## Prompt:
Please rewrite all the records below, replacing "receives exactly one keypoint" with "gets a single keypoint" and leaving everything else unchanged.
'''
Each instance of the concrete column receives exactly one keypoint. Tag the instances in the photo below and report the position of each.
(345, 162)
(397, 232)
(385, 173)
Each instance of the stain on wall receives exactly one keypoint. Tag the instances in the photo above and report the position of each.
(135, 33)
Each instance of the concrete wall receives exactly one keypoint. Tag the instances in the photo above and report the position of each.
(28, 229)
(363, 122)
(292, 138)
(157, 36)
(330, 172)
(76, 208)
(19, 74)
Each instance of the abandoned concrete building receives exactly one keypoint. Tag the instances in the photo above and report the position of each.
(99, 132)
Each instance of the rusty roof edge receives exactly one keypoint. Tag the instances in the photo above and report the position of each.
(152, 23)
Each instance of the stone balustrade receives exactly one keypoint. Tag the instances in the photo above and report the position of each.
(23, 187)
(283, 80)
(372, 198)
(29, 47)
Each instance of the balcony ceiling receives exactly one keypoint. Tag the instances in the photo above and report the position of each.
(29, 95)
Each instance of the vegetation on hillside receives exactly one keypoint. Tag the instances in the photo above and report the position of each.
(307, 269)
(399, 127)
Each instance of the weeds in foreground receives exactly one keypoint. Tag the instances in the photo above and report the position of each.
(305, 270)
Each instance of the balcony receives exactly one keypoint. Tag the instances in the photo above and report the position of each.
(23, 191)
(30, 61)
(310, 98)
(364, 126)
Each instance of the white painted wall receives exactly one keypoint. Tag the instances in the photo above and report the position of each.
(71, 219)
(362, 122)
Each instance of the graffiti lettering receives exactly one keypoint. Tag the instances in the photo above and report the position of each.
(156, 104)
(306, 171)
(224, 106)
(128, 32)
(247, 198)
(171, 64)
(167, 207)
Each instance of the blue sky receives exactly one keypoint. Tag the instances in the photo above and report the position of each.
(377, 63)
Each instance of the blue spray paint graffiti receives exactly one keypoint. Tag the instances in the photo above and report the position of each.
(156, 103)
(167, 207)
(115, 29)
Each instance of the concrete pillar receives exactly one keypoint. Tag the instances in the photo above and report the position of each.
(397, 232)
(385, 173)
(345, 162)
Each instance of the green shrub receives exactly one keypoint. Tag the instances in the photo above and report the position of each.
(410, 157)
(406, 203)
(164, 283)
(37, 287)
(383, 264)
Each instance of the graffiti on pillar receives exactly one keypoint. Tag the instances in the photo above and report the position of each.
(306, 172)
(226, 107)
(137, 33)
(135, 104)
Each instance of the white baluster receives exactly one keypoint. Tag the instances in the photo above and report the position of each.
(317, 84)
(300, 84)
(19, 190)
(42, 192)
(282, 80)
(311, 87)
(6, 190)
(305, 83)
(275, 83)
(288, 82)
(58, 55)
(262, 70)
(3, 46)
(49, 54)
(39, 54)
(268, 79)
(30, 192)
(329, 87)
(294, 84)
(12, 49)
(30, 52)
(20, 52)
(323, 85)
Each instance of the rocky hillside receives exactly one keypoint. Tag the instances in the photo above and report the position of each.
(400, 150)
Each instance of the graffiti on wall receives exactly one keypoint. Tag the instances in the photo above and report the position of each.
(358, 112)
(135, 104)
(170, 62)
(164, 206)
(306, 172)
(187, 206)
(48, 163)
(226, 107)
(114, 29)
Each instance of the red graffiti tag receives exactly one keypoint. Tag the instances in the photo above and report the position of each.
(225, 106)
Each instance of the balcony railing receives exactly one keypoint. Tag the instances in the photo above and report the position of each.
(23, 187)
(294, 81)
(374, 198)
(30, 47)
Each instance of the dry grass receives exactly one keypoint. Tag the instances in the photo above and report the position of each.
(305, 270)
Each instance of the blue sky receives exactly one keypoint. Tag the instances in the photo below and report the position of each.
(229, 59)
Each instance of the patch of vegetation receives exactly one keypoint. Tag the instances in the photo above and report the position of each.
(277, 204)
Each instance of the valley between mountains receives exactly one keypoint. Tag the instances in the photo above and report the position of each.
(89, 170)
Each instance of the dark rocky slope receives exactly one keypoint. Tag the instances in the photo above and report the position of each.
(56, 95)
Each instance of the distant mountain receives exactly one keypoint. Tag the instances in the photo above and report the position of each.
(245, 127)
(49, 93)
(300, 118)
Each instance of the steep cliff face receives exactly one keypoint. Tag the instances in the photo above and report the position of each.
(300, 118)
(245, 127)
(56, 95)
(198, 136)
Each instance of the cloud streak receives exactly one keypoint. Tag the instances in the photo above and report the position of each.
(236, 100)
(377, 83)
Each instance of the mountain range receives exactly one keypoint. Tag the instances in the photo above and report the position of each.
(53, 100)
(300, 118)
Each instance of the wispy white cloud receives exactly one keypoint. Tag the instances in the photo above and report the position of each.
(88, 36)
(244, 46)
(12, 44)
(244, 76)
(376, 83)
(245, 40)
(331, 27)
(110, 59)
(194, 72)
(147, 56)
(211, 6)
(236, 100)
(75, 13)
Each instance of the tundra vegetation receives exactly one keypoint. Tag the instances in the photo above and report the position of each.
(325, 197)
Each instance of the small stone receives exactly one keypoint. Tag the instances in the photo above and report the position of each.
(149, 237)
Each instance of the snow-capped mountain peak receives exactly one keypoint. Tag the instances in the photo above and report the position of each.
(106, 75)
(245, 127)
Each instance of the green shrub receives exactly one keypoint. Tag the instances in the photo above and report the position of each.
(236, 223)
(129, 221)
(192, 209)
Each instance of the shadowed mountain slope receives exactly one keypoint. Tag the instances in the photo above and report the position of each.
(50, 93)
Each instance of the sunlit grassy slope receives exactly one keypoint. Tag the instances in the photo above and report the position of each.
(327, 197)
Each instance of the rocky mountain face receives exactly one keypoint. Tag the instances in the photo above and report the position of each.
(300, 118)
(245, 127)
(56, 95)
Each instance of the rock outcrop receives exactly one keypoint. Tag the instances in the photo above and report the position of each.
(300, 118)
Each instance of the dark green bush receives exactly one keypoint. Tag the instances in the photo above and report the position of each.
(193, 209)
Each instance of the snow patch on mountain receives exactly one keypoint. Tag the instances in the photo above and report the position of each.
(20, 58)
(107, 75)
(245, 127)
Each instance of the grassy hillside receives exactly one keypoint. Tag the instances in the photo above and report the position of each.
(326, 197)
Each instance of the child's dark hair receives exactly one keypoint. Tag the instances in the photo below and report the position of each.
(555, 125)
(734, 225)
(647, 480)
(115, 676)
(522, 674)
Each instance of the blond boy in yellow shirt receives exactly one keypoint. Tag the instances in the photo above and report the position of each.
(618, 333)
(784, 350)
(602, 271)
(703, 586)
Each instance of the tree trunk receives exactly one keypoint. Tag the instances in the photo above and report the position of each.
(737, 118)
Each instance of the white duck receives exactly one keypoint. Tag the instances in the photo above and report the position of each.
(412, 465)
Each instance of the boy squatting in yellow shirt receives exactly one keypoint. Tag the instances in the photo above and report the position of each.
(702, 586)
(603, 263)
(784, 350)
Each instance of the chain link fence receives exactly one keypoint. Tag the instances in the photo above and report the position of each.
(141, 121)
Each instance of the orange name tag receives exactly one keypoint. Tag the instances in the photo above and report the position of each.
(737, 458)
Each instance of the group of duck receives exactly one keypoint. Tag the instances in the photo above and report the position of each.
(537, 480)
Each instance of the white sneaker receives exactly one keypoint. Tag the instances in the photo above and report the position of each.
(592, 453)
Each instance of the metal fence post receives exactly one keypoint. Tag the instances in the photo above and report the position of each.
'''
## Expected answer:
Each instance of the concrete column gets a single keypoint. Tag the instances in the photo below and report the position of each.
(345, 162)
(397, 232)
(385, 173)
Each instance of the stain on wall gets a single keypoint. Tag the instances in the photo above and report the position of each.
(135, 33)
Each instance of the concrete wall gets a single keypoint. Tag the instances in the photo above and report the position of each.
(28, 229)
(363, 122)
(292, 138)
(157, 36)
(330, 172)
(76, 208)
(19, 74)
Each instance of the abandoned concrete building gets a single keypoint. Tag the instances in the photo above and report the position of each.
(99, 132)
Each instance of the rusty roof edge gets a single keypoint. Tag the instances in the photo above and report the position of each.
(152, 23)
Each instance of the stone balustrade gets a single keypoint. Tag the instances in the photo above and report the position of each.
(23, 187)
(283, 80)
(372, 198)
(29, 47)
Each instance of the balcony ceiling gets a single keypoint. Tag the instances in the photo above and report the position of each.
(29, 95)
Each instance of the vegetation on hillside gets a single keypoint. Tag the instances in the photo above and report the position of each.
(307, 269)
(399, 127)
Each instance of the weeds in foreground gets a single keypoint. Tag the instances in the photo above and report the position of each.
(305, 270)
Each instance of the balcony gets a single keypoint. Tag the instances in the photo above and report the position of each.
(23, 191)
(30, 61)
(310, 98)
(364, 126)
Each instance of the white painted wall gets a single keypoint. Tag the instances in the photo above and report the position of each.
(71, 219)
(362, 122)
Each instance of the graffiti lettering gets a single keypoint. Tag the instances in the photo above and report the position of each.
(156, 104)
(306, 171)
(224, 106)
(128, 32)
(247, 198)
(171, 64)
(167, 207)
Each instance of the blue sky gets a single keypoint. Tag the instances in the photo above and report the position of each.
(377, 63)
Each instance of the blue spray paint graffiti gets a single keypoint. Tag the instances in the photo above and report the position of each.
(156, 103)
(167, 207)
(115, 29)
Each instance of the concrete pillar gets a single keypoint. Tag the instances in the photo above and report the position of each.
(397, 232)
(385, 173)
(345, 162)
Each instance of the green shrub gets a single keypoint. Tag the instances in the photo above and report the position of each.
(410, 157)
(406, 203)
(164, 283)
(37, 287)
(383, 264)
Each instance of the graffiti on pillar gets a single keypoint. Tag the instances in the photo above and report the position of each.
(306, 172)
(226, 107)
(137, 33)
(135, 104)
Each instance of the white baluster gets a single keypoint. Tag the instances in the photo above and report the position of each.
(317, 84)
(300, 84)
(19, 190)
(42, 192)
(282, 80)
(311, 87)
(6, 190)
(305, 83)
(275, 83)
(288, 82)
(58, 55)
(262, 70)
(3, 46)
(49, 54)
(39, 54)
(268, 79)
(30, 192)
(329, 87)
(294, 84)
(12, 49)
(30, 52)
(20, 52)
(323, 85)
Each instance of the rocky hillside gets a single keypoint. Tag the instances in the photo above and report the position of each.
(400, 150)
Each instance of the graffiti on wall gets a single keypoint. Tag the instances in the photo above and report the position of each.
(358, 112)
(135, 104)
(170, 62)
(164, 206)
(306, 172)
(187, 206)
(48, 163)
(226, 107)
(114, 29)
Each instance of the red graffiti tag gets a single keypoint. Tag the instances in the photo above and report the position of each.
(225, 106)
Each instance of the balcony railing gets a single keypoint. Tag the instances in the photo above and report the position of each.
(23, 187)
(294, 81)
(374, 198)
(30, 47)
Each instance of the dry grass gets a single keypoint. Tag the instances in the photo above and report the position of each.
(305, 270)
Each instance of the blue sky gets a single keypoint. Tag the instances in the photo below and report the position of each.
(229, 59)
Each instance of the patch of vegetation gets a single keypoint. Tag the instances in the photo above and report the position of each.
(277, 204)
Each instance of the valley between mountains gets a single keypoint. Tag the instances in the photo above and report the position of each.
(89, 170)
Each instance of the dark rocky slope gets a single keypoint. Tag the instances in the photo above and report the position of each.
(56, 95)
Each instance of the distant mountain gets a single keypoint. Tag the instances in the photo above and report the position of each.
(245, 127)
(49, 93)
(300, 118)
Each instance of the steep cliff face gets a single keypoint. Tag the instances in the photo above and report the position of each.
(300, 118)
(245, 127)
(56, 95)
(198, 136)
Each instance of the cloud streak gets a single keypoint. Tag the instances in the photo above and report the position of each.
(236, 100)
(377, 83)
Each instance of the mountain range gets a single keypoint. Tag the instances in the photo above and report the position of each.
(53, 100)
(300, 118)
Each instance of the wispy white cloud gets a single keypoint. Tag the instances in the photo above and report the position of each.
(88, 36)
(244, 46)
(12, 44)
(244, 76)
(376, 83)
(245, 40)
(331, 27)
(110, 59)
(194, 72)
(147, 56)
(211, 6)
(236, 100)
(75, 13)
Each instance of the tundra vegetation gets a single keypoint. Tag the instances in the photo above and report the position of each.
(325, 197)
Each instance of the small stone gets a single keypoint. Tag the instances in the photo above and report the position of each.
(149, 237)
Each instance of the snow-capped mountain peak gets a single keypoint. Tag the instances in the photo above and report the position of each.
(106, 75)
(245, 127)
Each instance of the green shrub gets a single keypoint. Tag the instances in the photo above and report the position of each.
(236, 223)
(129, 221)
(192, 209)
Each instance of the shadowed mountain slope gets a single keypoint. Tag the instances in the photo above and report the position of each.
(50, 93)
Each instance of the sunlit grassy slope gets a single keypoint. Tag the instances in the photo above and report the position of each.
(327, 197)
Each instance of the rocky mountain face gets a single keypoint. Tag the instances in the photo above and report the position of each.
(300, 118)
(245, 127)
(56, 95)
Each instance of the rock outcrop gets a single keypoint. Tag the instances in the photo above and report the position of each.
(300, 118)
Each instance of the dark green bush gets a single keypoint. Tag the instances in the photo above and report the position of each.
(193, 209)
Each instance of the snow patch on mountain gets a single keypoint. Tag the instances in the photo above and report the position of each.
(20, 58)
(107, 75)
(245, 127)
Each instance of the grassy hillside gets a single keypoint. Tag the instances in the photo above and report the position of each.
(326, 197)
Each instance of the child's dark hair gets a single keypoint. Tag the instances in the photo below and report the position of each.
(555, 125)
(734, 225)
(647, 480)
(115, 676)
(522, 674)
Each instance of the blond boy in yellow shirt gets a single keypoint. Tag the instances in the photo above and report the position of each.
(618, 333)
(784, 350)
(602, 271)
(703, 586)
Each instance of the tree trunk gets a single keypoint. Tag the instances in the photo above and report the position of each.
(737, 118)
Each instance of the white duck gets a single keypoint. Tag the instances in the photo above and report the position of each.
(412, 465)
Each instance of the boy squatting in yellow shirt gets a single keypoint. Tag the instances in the photo above and report the position of each.
(702, 586)
(603, 263)
(784, 350)
Each instance of the chain link fence gets a single keypoint. Tag the instances in the photo above and report the position of each.
(141, 121)
Each instance of the orange name tag gets a single keypoint. Tag the instances in the photo above and report the position of each.
(737, 458)
Each instance of the group of duck gets a single keypoint. Tag the instances in the photo above and report the position of each.
(537, 480)
Each instance of the white sneaker gets a single keypoint. Tag the instances in the photo above and report the position of each.
(592, 453)
Each instance of the metal fence post gets a single keypoint. Tag the instances in the photo above and report the position of each.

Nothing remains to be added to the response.